Problem 1 —
From the passage on the Saudi monarchy and its religious establishment, reproduce word for word the span from "[King] Abdulaziz constantly" to "by infidel technology.".
Problem 2 —
According to the passage on the Saudi monarchy and its religious establishment, what is the name of the group of the highest-ranking clerics that is officially integrated into the government?
Problem 3 —
Write the next part of the passage on the Saudi monarchy and its religious establishment, picking up after its final sentence.

In addition to carefully negotiating the balance of power with various foreigners, the Sauds have done so with the religious establishment:

Though the monarch has absolute power, his authority is at least in part derived from Saudi Arabia’s Islamic religious establishment. The ulema (a group of the highest-ranking clerics) is officially integrated into the government, and plays an important role in legal matters. However, the religious establishment has slowly been marginalized by the monarchy over the last few decades, and has possibly been subjugated entirely since the reform era began five years ago.

Winning freedom of action has been a long road with many setbacks:

[King] Abdulaziz constantly had to reassure enraged Wahhabi clerics that he wasn’t selling out the Arab homeland to treacherous infidels. IIRC, it was some time in the 1920s that Abdulaziz had to publicly smash a telegraph to prove to the clerics that he wasn’t bewitched by infidel technology.

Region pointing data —

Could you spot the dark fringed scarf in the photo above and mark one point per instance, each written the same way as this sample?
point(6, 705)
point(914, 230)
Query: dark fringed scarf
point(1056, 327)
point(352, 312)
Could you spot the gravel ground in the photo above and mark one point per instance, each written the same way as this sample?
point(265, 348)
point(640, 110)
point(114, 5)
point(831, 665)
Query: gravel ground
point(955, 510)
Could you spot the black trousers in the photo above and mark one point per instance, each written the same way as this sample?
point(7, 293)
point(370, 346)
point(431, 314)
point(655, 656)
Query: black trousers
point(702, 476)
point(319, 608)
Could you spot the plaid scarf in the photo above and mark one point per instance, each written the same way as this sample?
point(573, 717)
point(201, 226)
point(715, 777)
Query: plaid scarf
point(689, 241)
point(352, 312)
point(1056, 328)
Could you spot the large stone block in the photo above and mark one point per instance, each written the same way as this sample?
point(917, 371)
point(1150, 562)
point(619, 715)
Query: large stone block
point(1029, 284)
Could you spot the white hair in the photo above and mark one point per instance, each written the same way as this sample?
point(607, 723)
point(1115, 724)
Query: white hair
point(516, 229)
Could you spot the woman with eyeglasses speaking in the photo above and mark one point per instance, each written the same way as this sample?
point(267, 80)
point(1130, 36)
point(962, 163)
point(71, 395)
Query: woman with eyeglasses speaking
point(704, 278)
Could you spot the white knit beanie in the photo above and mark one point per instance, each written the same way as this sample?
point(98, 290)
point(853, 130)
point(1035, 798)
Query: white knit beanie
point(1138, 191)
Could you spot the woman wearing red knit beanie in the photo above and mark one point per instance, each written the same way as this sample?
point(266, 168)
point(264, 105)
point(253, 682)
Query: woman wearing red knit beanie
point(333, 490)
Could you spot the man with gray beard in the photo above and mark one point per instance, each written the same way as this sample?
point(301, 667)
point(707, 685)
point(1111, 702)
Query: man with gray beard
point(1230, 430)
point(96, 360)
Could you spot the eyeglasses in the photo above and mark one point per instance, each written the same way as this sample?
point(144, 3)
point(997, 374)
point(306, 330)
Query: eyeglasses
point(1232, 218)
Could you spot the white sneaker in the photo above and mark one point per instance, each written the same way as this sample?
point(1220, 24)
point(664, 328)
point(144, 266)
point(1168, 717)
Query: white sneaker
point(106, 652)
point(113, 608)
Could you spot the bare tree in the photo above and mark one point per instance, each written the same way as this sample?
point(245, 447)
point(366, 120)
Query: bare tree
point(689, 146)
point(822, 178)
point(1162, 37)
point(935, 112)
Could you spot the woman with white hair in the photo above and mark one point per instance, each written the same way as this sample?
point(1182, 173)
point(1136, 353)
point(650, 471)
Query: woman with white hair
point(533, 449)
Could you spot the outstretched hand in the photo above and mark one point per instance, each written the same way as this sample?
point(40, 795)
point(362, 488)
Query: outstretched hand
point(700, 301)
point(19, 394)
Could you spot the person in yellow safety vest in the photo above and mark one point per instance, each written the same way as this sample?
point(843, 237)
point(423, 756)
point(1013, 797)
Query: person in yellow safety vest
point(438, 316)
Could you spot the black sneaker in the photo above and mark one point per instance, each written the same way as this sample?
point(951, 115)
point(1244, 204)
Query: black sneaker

Final answer 1 —
[King] Abdulaziz constantly had to reassure enraged Wahhabi clerics that he wasn’t selling out the Arab homeland to treacherous infidels. IIRC, it was some time in the 1920s that Abdulaziz had to publicly smash a telegraph to prove to the clerics that he wasn’t bewitched by infidel technology.

Final answer 2 —
The ulema.

Final answer 3 —
In late 1979, 400-500 extremist Sunni Saudis seized the Grand Mosque in Mecca (the holiest Islamic site on earth) and demanded the overthrow of the Saud dynasty in favor of a theocratic state meant to await an imminent apocalypse. They held on for two weeks while managing to fight off waves of Saudi police and military squads. Eventually, three French commandos flew to Mecca, converted to Islam in a hotel room, and led a successful assault to retake the Mosque. Over 100 men died on each side, with hundreds more wounded.

The Grand Mosque seizure was the final wake-up call for the Saud dynasty. Something drastic had to be done or their regime would likely be ground down under mounting internal and external pressure…. King Khalid led a social/religious/political reactionary revolution within Saudi Arabia to align with the Sunni extremists. Up until about four years ago, Saudi society was still gender segregated and enforced a largely literalist interpretation of Sharia, hence the array of bizarre and antiquated laws – gender segregation in public, requiring women to cover their faces, outlawing of non-Muslim religious buildings (there are a few Shia mosques), restrictions on foreign media, etc. Saudi Arabia was always conservative, but most of these draconian laws were only put into place in the 1980s. The Saud dynasty purposefully induced a reactionary legal regime and pulled Saudi Arabia further away from liberalism.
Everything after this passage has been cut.